[Location labeling records]
____________________

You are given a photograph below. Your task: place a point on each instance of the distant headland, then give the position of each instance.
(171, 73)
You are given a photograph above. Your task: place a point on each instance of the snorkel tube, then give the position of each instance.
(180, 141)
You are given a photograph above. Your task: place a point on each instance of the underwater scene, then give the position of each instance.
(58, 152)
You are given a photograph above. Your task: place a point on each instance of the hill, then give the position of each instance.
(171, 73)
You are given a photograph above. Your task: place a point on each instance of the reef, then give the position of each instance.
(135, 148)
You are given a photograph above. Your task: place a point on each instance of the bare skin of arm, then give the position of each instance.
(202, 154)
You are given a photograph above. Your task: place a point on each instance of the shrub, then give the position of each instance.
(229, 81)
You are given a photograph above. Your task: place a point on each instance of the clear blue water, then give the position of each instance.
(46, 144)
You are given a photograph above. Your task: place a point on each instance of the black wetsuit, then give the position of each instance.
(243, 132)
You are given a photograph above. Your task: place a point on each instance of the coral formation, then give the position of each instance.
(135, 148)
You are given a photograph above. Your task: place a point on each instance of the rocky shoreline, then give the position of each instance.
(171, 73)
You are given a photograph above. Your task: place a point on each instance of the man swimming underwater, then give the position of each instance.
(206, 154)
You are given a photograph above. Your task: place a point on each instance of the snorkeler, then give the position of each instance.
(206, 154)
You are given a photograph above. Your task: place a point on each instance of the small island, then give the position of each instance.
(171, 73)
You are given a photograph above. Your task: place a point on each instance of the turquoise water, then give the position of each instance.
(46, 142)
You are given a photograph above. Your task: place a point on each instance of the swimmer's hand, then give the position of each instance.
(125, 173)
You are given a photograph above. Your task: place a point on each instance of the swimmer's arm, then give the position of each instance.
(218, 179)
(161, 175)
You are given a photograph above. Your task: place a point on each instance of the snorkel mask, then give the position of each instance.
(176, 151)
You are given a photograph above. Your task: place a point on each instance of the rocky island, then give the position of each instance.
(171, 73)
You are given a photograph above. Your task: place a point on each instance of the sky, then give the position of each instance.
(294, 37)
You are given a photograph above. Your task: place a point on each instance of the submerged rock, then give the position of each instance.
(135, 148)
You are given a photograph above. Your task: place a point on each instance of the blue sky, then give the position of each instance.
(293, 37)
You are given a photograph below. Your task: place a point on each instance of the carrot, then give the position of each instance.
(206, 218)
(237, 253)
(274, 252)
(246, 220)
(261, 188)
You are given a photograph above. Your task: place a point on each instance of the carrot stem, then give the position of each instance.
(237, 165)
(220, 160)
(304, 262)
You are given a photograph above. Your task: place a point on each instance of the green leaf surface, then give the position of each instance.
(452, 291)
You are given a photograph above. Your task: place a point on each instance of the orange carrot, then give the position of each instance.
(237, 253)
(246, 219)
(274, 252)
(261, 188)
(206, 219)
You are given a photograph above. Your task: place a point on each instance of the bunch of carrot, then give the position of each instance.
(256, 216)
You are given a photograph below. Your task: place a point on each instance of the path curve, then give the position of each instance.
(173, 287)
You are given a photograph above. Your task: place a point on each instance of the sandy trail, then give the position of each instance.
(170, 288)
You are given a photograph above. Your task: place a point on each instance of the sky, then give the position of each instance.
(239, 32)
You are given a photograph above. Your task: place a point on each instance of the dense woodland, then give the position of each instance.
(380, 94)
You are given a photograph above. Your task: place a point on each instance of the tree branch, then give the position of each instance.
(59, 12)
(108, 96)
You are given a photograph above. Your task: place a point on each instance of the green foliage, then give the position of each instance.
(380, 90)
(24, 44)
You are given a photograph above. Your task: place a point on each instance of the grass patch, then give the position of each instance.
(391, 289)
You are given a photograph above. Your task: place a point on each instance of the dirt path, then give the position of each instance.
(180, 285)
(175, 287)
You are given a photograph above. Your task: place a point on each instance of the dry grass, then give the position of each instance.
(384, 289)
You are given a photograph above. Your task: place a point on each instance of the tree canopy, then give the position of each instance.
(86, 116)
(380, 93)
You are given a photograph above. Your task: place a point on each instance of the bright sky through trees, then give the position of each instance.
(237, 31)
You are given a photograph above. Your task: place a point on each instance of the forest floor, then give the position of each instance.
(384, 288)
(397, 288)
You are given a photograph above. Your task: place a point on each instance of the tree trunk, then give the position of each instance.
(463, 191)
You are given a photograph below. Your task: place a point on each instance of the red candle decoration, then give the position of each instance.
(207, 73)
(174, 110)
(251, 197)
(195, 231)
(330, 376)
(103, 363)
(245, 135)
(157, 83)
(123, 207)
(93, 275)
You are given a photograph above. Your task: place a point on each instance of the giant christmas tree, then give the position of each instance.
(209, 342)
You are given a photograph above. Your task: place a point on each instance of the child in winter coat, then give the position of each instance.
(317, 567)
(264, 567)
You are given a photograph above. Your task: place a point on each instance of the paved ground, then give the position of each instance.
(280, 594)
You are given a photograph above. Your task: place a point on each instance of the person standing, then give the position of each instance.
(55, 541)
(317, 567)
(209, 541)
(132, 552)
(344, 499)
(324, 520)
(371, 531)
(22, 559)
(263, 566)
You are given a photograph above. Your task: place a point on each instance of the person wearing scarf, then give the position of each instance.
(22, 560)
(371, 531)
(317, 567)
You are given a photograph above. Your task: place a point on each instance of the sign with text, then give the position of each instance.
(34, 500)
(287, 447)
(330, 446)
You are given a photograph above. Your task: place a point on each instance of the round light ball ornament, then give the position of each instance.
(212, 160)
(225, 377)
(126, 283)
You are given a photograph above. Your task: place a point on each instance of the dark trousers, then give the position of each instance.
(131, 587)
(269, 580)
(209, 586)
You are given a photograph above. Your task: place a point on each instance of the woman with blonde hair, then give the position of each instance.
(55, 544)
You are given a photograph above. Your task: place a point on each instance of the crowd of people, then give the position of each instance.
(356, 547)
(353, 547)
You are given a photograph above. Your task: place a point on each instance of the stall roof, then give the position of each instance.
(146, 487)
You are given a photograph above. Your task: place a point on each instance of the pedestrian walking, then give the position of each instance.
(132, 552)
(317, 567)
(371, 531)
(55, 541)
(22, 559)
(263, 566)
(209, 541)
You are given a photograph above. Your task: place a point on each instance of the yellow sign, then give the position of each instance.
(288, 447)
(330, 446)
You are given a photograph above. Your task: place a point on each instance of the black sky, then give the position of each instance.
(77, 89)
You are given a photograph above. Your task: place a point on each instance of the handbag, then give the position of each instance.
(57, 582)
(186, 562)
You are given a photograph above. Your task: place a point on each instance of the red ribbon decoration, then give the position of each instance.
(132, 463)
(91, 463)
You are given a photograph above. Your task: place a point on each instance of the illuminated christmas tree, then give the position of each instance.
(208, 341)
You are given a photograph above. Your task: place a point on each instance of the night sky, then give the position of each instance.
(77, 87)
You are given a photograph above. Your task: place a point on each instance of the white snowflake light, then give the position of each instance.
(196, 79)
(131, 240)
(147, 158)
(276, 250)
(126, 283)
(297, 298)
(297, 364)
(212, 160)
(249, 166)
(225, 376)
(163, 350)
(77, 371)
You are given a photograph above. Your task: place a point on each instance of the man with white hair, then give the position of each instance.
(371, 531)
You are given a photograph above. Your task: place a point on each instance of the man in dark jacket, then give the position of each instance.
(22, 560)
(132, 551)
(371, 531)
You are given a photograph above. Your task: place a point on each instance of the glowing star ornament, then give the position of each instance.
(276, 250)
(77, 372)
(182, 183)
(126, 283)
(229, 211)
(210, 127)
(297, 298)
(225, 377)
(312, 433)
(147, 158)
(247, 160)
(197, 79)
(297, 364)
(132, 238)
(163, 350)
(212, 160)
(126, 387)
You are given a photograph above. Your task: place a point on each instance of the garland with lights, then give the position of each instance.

____________________

*Task instructions*.
Begin with the line containing "sign, then give the position of each instance." and repeat each line exactly until the records above end.

*Solution*.
You are given a photograph above. Your task: place a point on each instance of the yellow sign, then give the position of each instance.
(288, 447)
(330, 446)
You are given a photograph above. Your task: place a point on each instance of the black sky, then give the position of each instance.
(77, 89)
You are given a photograph above. Your task: place a point on each instance of the handbag, then give the position of each instance.
(57, 582)
(186, 562)
You are given a photograph above. Your task: place a point on each instance of the red ribbon decoration, then give the position of each instance.
(132, 463)
(91, 463)
You are given a photograph above. Your task: place a point on each instance of the illuminated christmas tree, then give the position of each instance.
(208, 341)
You are given a photograph above. Your task: place a point on each instance of the night sky, then give the position of each instance.
(77, 87)
You are given a photograph above. Your task: place a point on each instance of the white snowflake light, then give the position of each instance.
(196, 79)
(131, 240)
(147, 158)
(276, 250)
(126, 283)
(297, 298)
(297, 364)
(212, 160)
(249, 166)
(225, 376)
(163, 350)
(77, 371)
You are given a photograph above. Your task: place a point on each instance of the man with white hair, then give the position of each instance.
(371, 531)
You are given a photograph above. Your task: place a point on each instance of the man in dark jacket, then give the position of each instance.
(22, 560)
(132, 551)
(371, 531)
You are given a photograph above. Your task: place a point on each instance of the glowing star ornament, then give the position of each instance.
(276, 250)
(77, 372)
(182, 183)
(126, 283)
(229, 211)
(210, 127)
(297, 298)
(225, 377)
(312, 433)
(147, 158)
(247, 160)
(197, 79)
(297, 364)
(132, 238)
(163, 350)
(212, 160)
(126, 387)
You are given a photograph above. Your task: place a point on each instance of the garland with lights, then give the position of each instance.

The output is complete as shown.